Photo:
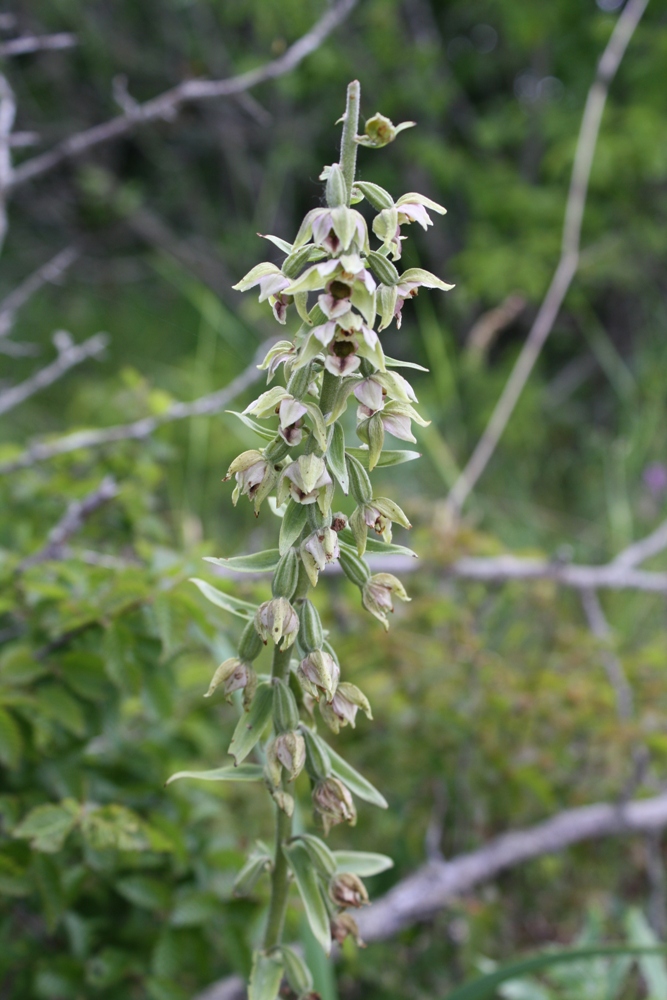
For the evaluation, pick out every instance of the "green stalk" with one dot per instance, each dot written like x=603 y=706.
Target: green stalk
x=279 y=876
x=348 y=145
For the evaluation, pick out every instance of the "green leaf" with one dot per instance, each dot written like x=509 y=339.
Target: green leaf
x=141 y=890
x=362 y=863
x=264 y=432
x=396 y=363
x=47 y=826
x=374 y=546
x=114 y=828
x=265 y=977
x=293 y=524
x=388 y=457
x=251 y=724
x=485 y=986
x=308 y=885
x=11 y=741
x=356 y=782
x=336 y=457
x=225 y=601
x=257 y=562
x=244 y=772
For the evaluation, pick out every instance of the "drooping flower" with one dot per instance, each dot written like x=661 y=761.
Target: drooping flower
x=277 y=620
x=343 y=708
x=378 y=593
x=333 y=803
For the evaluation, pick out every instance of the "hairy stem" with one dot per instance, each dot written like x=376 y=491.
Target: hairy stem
x=348 y=145
x=279 y=876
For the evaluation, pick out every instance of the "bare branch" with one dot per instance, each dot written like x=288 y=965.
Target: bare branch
x=48 y=272
x=139 y=429
x=640 y=551
x=434 y=885
x=71 y=522
x=37 y=43
x=69 y=355
x=569 y=260
x=166 y=105
x=7 y=116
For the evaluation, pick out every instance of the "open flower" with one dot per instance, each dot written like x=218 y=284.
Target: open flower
x=277 y=620
x=343 y=707
x=320 y=548
x=378 y=593
x=333 y=803
x=319 y=673
x=303 y=479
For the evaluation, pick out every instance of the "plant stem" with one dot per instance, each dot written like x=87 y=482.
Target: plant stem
x=348 y=145
x=279 y=876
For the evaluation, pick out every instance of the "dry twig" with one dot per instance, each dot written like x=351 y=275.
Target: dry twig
x=166 y=105
x=569 y=260
x=69 y=355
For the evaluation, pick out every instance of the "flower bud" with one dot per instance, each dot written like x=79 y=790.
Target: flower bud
x=333 y=803
x=286 y=575
x=285 y=710
x=382 y=268
x=320 y=548
x=377 y=595
x=318 y=761
x=319 y=672
x=348 y=890
x=250 y=644
x=360 y=484
x=311 y=635
x=355 y=568
x=344 y=925
x=297 y=973
x=287 y=750
x=336 y=189
x=319 y=853
x=380 y=131
x=234 y=675
x=344 y=706
x=277 y=620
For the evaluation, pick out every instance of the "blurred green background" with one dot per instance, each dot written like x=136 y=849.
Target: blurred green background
x=490 y=702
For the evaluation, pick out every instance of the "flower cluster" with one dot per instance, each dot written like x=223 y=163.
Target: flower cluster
x=344 y=293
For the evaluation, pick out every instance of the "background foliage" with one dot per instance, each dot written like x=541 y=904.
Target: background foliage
x=491 y=702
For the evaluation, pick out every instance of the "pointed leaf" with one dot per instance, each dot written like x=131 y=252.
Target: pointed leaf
x=356 y=782
x=293 y=524
x=244 y=772
x=263 y=432
x=225 y=601
x=251 y=725
x=363 y=863
x=308 y=885
x=258 y=562
x=485 y=987
x=388 y=457
x=374 y=547
x=265 y=977
x=336 y=457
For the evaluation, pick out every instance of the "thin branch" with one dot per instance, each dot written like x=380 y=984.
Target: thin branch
x=418 y=897
x=7 y=116
x=37 y=43
x=648 y=547
x=68 y=356
x=72 y=522
x=139 y=429
x=48 y=272
x=569 y=260
x=434 y=885
x=166 y=105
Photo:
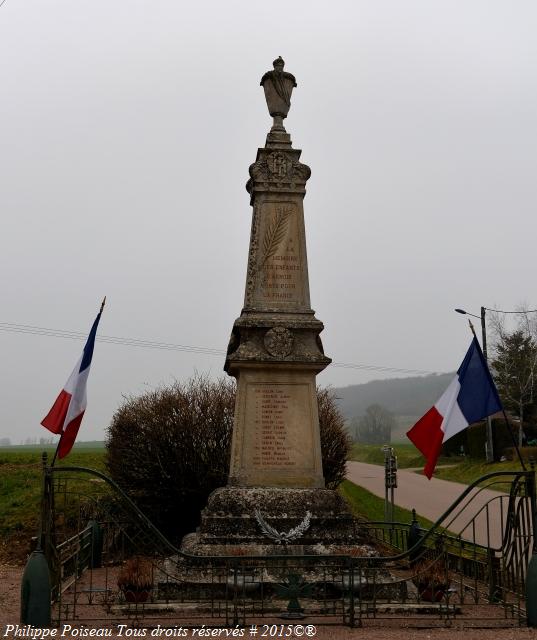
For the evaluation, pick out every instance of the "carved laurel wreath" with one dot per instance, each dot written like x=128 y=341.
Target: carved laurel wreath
x=271 y=532
x=275 y=233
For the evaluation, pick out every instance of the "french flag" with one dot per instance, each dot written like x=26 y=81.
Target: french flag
x=470 y=397
x=68 y=410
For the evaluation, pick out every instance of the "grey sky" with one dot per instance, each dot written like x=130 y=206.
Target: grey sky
x=127 y=129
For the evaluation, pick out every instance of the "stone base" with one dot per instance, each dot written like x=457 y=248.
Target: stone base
x=229 y=525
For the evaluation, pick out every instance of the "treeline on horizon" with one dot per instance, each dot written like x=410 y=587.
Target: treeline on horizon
x=400 y=396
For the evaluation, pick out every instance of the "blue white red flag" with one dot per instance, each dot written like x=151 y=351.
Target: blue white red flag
x=67 y=412
x=470 y=397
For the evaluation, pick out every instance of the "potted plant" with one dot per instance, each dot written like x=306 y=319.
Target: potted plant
x=135 y=579
x=432 y=580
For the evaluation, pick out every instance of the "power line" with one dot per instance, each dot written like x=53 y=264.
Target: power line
x=522 y=312
x=170 y=346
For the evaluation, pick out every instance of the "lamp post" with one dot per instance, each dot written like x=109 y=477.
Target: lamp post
x=490 y=443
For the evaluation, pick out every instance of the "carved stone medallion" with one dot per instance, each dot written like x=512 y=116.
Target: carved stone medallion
x=279 y=342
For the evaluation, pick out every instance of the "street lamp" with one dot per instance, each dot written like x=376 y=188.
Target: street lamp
x=490 y=442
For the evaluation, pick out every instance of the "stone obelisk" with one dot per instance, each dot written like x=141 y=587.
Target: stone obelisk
x=275 y=350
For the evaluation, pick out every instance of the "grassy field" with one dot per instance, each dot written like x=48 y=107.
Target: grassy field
x=20 y=485
x=364 y=504
x=456 y=469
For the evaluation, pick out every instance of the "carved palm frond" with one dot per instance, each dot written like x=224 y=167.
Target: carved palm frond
x=275 y=233
x=278 y=537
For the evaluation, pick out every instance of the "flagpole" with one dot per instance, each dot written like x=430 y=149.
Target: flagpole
x=61 y=437
x=504 y=414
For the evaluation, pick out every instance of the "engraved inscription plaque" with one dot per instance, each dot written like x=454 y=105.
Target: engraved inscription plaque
x=276 y=415
x=281 y=274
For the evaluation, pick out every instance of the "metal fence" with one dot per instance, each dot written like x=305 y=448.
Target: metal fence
x=404 y=575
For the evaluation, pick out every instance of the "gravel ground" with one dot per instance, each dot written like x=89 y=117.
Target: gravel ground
x=10 y=577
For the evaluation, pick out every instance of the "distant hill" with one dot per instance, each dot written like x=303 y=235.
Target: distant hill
x=402 y=396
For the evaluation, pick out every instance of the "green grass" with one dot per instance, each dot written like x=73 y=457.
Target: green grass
x=468 y=470
x=407 y=455
x=464 y=470
x=366 y=505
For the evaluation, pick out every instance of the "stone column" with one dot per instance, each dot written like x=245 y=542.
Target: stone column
x=275 y=351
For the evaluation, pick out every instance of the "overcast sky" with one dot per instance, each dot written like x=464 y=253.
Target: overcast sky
x=127 y=129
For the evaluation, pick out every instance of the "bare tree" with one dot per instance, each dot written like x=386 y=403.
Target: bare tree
x=375 y=427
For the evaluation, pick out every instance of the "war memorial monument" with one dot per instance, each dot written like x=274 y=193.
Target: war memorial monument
x=275 y=351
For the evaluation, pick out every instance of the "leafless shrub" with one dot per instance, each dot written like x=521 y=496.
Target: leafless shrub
x=169 y=448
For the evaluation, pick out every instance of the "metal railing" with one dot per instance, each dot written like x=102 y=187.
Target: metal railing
x=398 y=574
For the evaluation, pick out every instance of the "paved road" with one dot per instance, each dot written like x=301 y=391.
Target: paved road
x=431 y=498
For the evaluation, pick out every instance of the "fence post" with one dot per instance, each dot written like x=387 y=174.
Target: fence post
x=531 y=576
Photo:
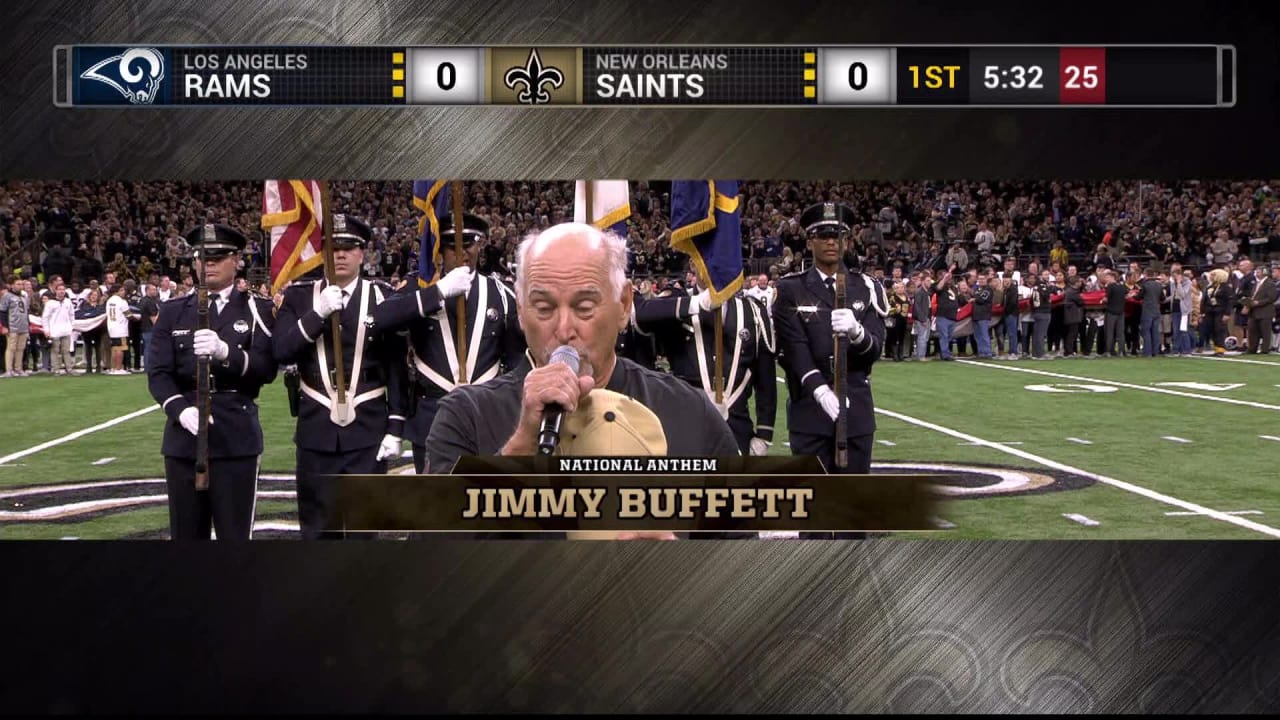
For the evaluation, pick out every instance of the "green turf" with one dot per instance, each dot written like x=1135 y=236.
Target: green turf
x=1226 y=466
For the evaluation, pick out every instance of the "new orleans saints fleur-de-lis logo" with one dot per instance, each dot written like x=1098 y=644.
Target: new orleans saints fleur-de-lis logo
x=534 y=77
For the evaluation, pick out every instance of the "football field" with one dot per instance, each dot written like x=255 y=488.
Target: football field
x=1066 y=449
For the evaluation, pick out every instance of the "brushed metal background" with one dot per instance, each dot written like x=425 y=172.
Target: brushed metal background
x=667 y=627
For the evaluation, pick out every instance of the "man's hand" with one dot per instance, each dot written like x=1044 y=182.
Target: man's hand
x=844 y=320
x=206 y=342
x=456 y=282
x=551 y=384
x=828 y=401
x=190 y=420
x=329 y=301
x=389 y=447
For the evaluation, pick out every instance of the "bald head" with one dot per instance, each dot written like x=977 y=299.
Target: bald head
x=571 y=288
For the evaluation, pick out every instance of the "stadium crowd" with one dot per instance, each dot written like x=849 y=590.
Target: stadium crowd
x=74 y=251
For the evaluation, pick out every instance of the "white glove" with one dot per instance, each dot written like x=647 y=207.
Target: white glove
x=206 y=342
x=456 y=282
x=700 y=302
x=844 y=322
x=391 y=447
x=329 y=301
x=190 y=420
x=827 y=399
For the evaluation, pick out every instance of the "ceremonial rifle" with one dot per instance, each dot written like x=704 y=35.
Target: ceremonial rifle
x=840 y=378
x=204 y=396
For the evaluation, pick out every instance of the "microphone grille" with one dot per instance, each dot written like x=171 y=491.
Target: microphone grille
x=566 y=354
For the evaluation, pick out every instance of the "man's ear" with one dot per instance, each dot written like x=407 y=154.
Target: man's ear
x=627 y=299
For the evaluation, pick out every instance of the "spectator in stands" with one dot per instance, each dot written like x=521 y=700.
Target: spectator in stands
x=896 y=323
x=13 y=311
x=94 y=306
x=1151 y=292
x=58 y=319
x=149 y=311
x=920 y=313
x=118 y=328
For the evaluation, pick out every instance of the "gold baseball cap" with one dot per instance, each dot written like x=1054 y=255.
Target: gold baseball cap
x=611 y=424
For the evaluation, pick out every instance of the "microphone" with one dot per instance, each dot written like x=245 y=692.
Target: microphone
x=548 y=434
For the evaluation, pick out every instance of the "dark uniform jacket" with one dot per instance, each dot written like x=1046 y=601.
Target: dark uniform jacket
x=246 y=324
x=378 y=401
x=1219 y=300
x=480 y=419
x=949 y=301
x=1073 y=306
x=1116 y=295
x=801 y=317
x=494 y=341
x=689 y=343
x=635 y=343
x=1151 y=292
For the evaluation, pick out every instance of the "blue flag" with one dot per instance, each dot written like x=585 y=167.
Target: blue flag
x=705 y=224
x=433 y=199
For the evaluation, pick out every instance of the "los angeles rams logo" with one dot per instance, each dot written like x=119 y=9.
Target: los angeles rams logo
x=135 y=73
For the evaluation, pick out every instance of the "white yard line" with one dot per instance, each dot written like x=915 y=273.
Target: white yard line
x=1118 y=383
x=1128 y=487
x=78 y=434
x=1237 y=360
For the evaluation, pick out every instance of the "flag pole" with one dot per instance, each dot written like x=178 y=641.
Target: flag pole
x=334 y=319
x=462 y=299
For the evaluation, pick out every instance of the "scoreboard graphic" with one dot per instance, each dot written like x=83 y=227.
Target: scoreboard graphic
x=979 y=76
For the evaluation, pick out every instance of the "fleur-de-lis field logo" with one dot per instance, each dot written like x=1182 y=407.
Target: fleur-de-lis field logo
x=534 y=77
x=1116 y=662
x=135 y=73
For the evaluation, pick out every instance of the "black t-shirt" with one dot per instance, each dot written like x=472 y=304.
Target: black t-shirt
x=1116 y=294
x=478 y=419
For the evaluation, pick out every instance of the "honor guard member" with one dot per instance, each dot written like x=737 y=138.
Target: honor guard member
x=685 y=329
x=238 y=342
x=805 y=318
x=635 y=343
x=360 y=436
x=494 y=342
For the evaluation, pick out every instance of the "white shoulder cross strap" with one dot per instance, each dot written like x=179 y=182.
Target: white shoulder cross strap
x=731 y=383
x=343 y=415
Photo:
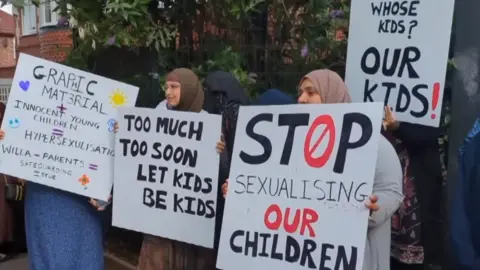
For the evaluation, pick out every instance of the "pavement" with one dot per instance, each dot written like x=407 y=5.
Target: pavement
x=21 y=263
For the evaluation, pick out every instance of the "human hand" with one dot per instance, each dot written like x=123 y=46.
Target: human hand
x=390 y=121
x=225 y=189
x=99 y=207
x=372 y=204
x=221 y=145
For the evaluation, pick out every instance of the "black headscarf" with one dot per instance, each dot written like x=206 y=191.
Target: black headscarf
x=220 y=89
x=224 y=95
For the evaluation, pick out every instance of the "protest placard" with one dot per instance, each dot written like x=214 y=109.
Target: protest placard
x=59 y=127
x=298 y=181
x=166 y=174
x=398 y=53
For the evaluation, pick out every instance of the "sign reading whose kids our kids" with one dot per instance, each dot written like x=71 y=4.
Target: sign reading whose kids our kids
x=398 y=53
x=297 y=184
x=167 y=169
x=59 y=127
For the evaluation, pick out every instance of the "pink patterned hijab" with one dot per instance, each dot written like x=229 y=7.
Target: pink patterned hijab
x=329 y=85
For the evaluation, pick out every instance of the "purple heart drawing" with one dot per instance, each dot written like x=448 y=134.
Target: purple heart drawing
x=24 y=85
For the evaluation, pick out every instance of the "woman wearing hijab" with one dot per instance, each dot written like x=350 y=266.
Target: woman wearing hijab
x=422 y=144
x=407 y=249
x=224 y=95
x=465 y=219
x=325 y=86
x=184 y=92
x=63 y=230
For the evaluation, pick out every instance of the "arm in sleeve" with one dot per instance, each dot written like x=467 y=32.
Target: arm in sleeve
x=387 y=184
x=460 y=231
x=413 y=134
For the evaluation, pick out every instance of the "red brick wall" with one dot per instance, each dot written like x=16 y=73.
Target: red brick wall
x=52 y=45
x=7 y=51
x=7 y=72
x=56 y=44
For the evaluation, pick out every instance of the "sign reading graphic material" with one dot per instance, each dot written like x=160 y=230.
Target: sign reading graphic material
x=398 y=53
x=166 y=169
x=57 y=127
x=298 y=182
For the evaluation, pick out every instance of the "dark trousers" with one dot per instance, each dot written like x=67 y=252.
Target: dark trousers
x=428 y=183
x=396 y=265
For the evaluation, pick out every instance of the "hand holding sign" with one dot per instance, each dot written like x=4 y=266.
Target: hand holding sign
x=225 y=189
x=390 y=121
x=221 y=145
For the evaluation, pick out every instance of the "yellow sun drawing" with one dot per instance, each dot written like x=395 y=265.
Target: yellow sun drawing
x=118 y=98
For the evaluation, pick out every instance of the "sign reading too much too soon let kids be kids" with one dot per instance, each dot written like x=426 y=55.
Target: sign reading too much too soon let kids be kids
x=59 y=127
x=398 y=54
x=298 y=182
x=166 y=171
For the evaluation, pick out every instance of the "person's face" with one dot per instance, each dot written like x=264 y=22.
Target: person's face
x=172 y=93
x=307 y=94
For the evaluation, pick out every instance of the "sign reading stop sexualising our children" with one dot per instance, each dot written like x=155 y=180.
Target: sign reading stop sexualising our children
x=59 y=127
x=299 y=177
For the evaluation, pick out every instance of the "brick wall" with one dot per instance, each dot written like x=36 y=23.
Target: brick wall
x=7 y=51
x=56 y=44
x=51 y=44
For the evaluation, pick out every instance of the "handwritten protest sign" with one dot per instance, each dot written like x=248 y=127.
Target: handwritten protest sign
x=398 y=53
x=298 y=181
x=166 y=174
x=59 y=127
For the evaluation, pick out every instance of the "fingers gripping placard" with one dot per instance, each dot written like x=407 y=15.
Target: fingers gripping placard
x=298 y=182
x=398 y=53
x=168 y=166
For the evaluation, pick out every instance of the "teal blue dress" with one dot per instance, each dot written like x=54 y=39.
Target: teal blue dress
x=64 y=232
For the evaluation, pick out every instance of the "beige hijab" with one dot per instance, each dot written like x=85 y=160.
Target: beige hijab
x=191 y=96
x=329 y=85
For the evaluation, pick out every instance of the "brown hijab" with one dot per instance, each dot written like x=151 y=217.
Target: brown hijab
x=191 y=96
x=329 y=85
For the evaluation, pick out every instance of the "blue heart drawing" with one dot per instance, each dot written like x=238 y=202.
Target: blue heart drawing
x=24 y=85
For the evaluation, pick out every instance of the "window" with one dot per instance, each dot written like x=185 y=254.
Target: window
x=29 y=18
x=48 y=17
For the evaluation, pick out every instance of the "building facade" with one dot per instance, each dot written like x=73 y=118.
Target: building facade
x=8 y=57
x=42 y=33
x=7 y=45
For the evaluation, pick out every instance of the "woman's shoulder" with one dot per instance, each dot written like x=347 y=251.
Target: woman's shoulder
x=387 y=158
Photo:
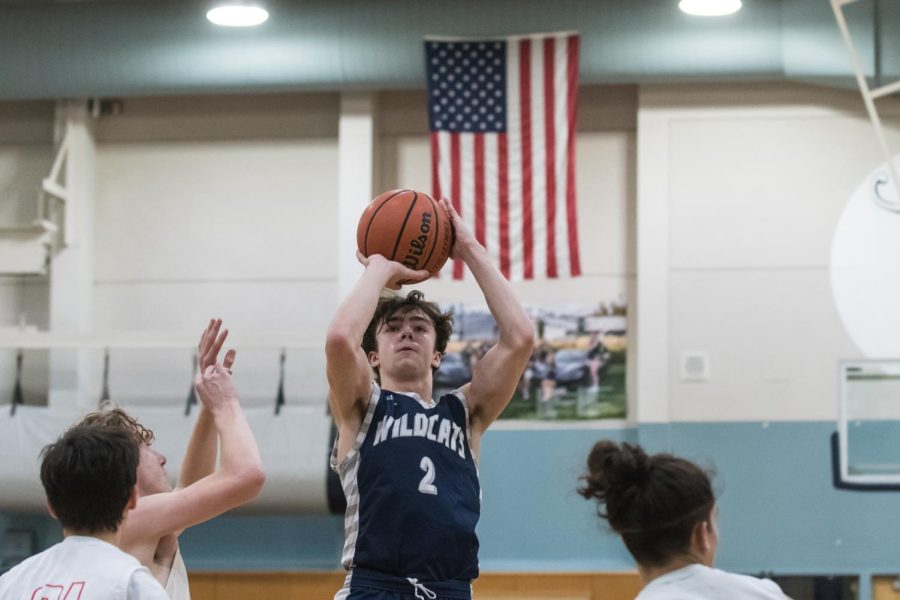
---------------
**PROBLEM TO WORK ON**. Copy the lines of the records above, starting at the line containing "like x=387 y=174." and ending at the line containing "x=1226 y=466", both included. Leave the pictures out of your copy.

**RESULT**.
For the evaluation, pick out every instance of the "fence post" with one dot per instance, each dot written like x=387 y=174.
Target: fence post
x=531 y=576
Photo:
For the evaluation, pick out every instance of the "green turf" with one dot per instance, each dot written like x=1135 y=236.
Target: green turf
x=1226 y=466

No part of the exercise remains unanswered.